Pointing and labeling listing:
════════════════════
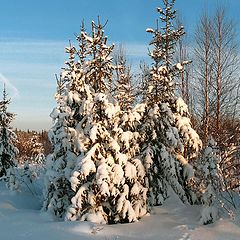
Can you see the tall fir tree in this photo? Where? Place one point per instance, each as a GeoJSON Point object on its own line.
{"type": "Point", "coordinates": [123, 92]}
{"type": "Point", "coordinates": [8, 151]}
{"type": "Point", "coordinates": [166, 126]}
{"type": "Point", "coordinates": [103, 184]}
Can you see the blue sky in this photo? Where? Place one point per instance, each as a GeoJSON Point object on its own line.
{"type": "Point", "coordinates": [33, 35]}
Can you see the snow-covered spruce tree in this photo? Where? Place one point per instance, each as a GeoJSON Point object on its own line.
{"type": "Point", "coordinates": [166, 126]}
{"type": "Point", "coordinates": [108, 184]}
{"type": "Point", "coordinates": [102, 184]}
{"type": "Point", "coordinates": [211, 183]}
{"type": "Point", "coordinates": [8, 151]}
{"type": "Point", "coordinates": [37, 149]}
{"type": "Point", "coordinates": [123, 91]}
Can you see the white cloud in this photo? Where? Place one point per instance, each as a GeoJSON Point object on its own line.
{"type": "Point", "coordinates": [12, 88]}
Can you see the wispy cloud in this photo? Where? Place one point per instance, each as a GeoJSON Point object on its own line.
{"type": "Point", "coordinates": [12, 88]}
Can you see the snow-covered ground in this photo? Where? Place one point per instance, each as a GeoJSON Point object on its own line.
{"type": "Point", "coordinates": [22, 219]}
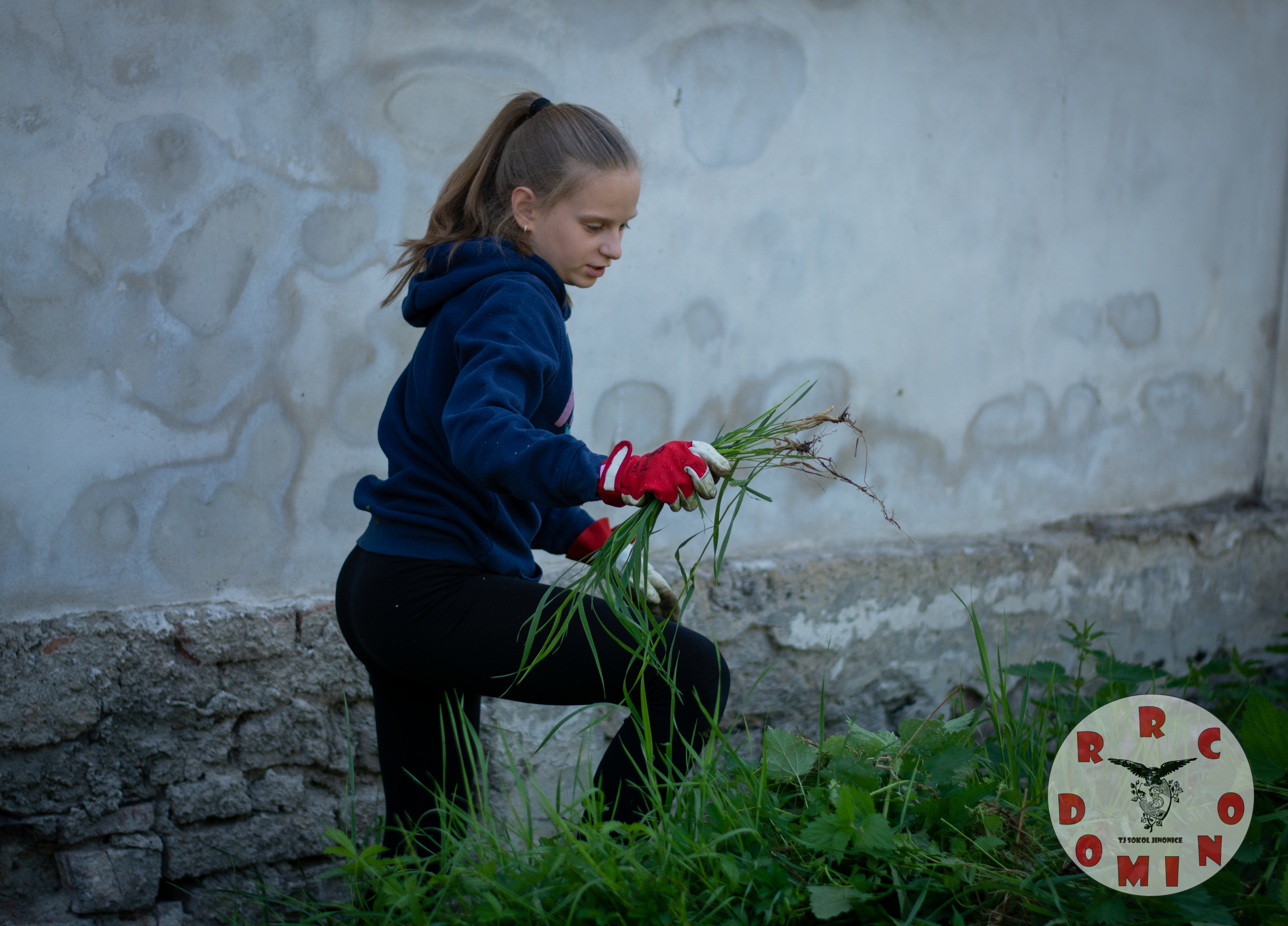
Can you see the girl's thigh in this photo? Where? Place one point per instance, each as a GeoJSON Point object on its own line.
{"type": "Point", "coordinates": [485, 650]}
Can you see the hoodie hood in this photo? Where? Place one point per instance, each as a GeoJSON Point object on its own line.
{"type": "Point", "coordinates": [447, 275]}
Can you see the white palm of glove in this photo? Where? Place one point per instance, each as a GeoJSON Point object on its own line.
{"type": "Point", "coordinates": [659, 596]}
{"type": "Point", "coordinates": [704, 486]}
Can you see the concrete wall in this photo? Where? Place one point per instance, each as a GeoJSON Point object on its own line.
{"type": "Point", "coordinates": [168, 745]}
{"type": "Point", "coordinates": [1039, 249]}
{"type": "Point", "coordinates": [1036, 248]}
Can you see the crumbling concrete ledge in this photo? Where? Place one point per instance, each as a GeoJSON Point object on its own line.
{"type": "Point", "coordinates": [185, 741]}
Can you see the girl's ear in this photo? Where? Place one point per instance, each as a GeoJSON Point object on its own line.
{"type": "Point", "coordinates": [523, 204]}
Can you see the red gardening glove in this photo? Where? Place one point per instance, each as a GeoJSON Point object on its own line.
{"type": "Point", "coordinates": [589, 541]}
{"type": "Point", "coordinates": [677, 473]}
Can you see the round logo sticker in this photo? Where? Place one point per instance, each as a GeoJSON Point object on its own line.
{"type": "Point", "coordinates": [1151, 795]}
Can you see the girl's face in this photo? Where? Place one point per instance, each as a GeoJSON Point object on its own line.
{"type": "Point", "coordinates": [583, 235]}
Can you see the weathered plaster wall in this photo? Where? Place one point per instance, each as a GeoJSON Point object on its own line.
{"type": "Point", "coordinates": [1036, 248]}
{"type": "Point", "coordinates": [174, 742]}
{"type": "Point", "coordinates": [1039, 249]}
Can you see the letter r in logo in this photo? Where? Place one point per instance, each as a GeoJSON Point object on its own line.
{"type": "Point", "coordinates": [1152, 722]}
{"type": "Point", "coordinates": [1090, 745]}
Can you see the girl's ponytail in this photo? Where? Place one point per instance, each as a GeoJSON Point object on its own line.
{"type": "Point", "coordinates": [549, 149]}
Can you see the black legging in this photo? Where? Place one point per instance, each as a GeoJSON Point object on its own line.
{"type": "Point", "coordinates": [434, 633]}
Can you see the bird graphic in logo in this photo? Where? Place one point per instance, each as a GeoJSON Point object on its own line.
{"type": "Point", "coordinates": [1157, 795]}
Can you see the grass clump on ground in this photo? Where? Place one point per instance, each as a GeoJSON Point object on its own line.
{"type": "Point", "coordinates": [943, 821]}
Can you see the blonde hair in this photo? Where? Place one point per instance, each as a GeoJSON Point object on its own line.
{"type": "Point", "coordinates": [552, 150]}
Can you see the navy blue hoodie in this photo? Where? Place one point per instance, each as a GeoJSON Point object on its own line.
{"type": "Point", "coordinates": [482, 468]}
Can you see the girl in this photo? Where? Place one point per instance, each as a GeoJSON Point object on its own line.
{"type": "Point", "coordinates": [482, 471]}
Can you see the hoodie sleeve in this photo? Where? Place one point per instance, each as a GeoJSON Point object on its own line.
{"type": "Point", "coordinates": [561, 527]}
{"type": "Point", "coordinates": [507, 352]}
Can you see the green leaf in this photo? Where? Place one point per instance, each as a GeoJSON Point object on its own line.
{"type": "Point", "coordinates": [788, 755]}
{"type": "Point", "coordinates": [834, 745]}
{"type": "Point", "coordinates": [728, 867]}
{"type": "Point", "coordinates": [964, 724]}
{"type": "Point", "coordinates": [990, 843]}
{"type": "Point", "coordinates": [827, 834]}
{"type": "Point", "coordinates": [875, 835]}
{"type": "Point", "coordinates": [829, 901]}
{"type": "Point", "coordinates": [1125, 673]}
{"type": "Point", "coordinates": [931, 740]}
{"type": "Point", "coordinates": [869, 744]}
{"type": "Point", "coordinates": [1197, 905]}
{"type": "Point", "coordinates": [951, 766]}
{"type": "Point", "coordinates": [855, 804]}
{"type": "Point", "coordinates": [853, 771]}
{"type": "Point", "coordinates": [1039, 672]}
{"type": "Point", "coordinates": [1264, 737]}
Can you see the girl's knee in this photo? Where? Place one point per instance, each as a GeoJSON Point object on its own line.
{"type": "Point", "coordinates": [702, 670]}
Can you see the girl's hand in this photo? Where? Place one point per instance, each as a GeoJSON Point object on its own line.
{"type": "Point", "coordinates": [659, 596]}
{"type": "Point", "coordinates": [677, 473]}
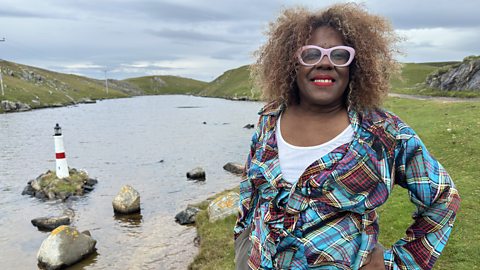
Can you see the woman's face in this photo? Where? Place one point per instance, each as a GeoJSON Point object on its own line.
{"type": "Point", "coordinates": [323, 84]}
════════════════════
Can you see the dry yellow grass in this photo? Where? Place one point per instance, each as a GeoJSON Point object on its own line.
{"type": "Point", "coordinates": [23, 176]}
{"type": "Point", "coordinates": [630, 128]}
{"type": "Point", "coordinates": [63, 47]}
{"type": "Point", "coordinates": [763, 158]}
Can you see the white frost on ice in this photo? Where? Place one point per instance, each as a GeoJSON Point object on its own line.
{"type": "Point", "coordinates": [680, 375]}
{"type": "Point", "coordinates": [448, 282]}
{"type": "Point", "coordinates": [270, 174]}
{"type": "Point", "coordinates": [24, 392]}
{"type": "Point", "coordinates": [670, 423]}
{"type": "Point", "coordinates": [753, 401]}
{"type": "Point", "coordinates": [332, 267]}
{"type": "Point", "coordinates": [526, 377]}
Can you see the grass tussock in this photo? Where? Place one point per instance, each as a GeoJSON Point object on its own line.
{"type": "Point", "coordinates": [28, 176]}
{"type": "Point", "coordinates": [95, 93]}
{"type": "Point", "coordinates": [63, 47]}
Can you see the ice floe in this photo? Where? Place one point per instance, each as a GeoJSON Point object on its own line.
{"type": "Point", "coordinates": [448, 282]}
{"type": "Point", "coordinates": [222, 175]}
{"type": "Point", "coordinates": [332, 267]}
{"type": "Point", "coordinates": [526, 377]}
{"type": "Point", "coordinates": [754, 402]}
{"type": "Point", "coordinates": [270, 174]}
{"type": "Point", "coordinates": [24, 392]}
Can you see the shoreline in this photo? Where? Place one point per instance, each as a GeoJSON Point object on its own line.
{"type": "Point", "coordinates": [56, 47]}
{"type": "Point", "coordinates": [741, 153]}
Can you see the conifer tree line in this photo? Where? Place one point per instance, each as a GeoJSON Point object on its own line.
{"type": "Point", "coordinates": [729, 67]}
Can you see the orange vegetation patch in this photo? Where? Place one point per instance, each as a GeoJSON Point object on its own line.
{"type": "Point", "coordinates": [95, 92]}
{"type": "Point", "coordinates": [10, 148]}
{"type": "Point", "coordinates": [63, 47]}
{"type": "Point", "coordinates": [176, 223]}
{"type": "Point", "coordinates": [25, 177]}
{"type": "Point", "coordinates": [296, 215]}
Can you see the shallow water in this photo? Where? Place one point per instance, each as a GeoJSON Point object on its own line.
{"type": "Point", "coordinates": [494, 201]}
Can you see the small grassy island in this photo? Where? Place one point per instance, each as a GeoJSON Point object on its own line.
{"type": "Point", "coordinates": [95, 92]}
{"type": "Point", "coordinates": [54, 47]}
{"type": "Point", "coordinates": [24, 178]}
════════════════════
## Requirement
Across both blocks of the listing above, state how many lines contain the word "girl".

## Written reply
7